- Task directions -
Return all the entries below exactly, except for the images they hold.
Data under study below:
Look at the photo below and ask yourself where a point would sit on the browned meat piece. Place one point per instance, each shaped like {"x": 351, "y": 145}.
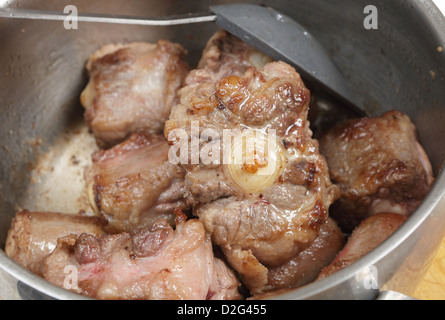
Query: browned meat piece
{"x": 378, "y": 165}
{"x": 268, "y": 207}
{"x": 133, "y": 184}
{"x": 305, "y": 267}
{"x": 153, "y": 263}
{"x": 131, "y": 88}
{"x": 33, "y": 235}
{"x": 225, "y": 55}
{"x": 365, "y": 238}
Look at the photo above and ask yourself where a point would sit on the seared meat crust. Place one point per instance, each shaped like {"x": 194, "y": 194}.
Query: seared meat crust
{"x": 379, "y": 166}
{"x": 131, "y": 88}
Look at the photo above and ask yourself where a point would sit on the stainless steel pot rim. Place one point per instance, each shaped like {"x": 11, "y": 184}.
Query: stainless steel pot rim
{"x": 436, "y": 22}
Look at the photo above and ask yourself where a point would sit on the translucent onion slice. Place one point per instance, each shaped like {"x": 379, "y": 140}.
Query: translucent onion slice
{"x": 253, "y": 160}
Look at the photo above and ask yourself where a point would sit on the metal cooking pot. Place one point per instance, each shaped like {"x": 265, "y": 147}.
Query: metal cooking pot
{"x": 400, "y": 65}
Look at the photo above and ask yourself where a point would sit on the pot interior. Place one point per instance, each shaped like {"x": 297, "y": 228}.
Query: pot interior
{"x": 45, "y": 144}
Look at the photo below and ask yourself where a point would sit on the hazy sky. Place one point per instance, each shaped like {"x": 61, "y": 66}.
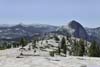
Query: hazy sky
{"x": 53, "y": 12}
End of Data under study.
- Response -
Look at the photo below and ask yourself where a point would sit on the browned meat piece. Place one point per instance, each shaped like {"x": 351, "y": 145}.
Query: browned meat piece
{"x": 378, "y": 165}
{"x": 268, "y": 207}
{"x": 133, "y": 184}
{"x": 305, "y": 267}
{"x": 153, "y": 263}
{"x": 131, "y": 88}
{"x": 33, "y": 235}
{"x": 225, "y": 55}
{"x": 365, "y": 238}
Look at the photo above and ask yourself where a point would sit on the seared meat crust. Place one point per instance, each shaped like {"x": 194, "y": 194}.
Query: seared meat crust
{"x": 379, "y": 166}
{"x": 131, "y": 88}
Look at the photo above and ask yourself where a point would sit on the stainless steel pot rim. Place one point per instance, each shaped like {"x": 11, "y": 184}.
Query: stainless steel pot rim
{"x": 436, "y": 22}
Look at the photo above and ask yourself where a point would sit on the translucent onion slice. Place one point per instance, each shaped like {"x": 379, "y": 140}.
Query: translucent onion slice
{"x": 253, "y": 160}
Look at the photo above and ask yourself where a point would sit on the metal cooking pot. Place one point per instance, each shaped like {"x": 265, "y": 147}.
Query: metal cooking pot
{"x": 400, "y": 65}
Look at the photo above and ask yourself where a point would sit on the pot interior. Place one point per instance, each shaped like {"x": 297, "y": 228}.
Query: pot interior
{"x": 45, "y": 144}
Look at the photo below and ask yourself where a point would sit on the hazy sky. Place one point per instance, each shaped like {"x": 61, "y": 66}.
Query: hazy sky
{"x": 53, "y": 12}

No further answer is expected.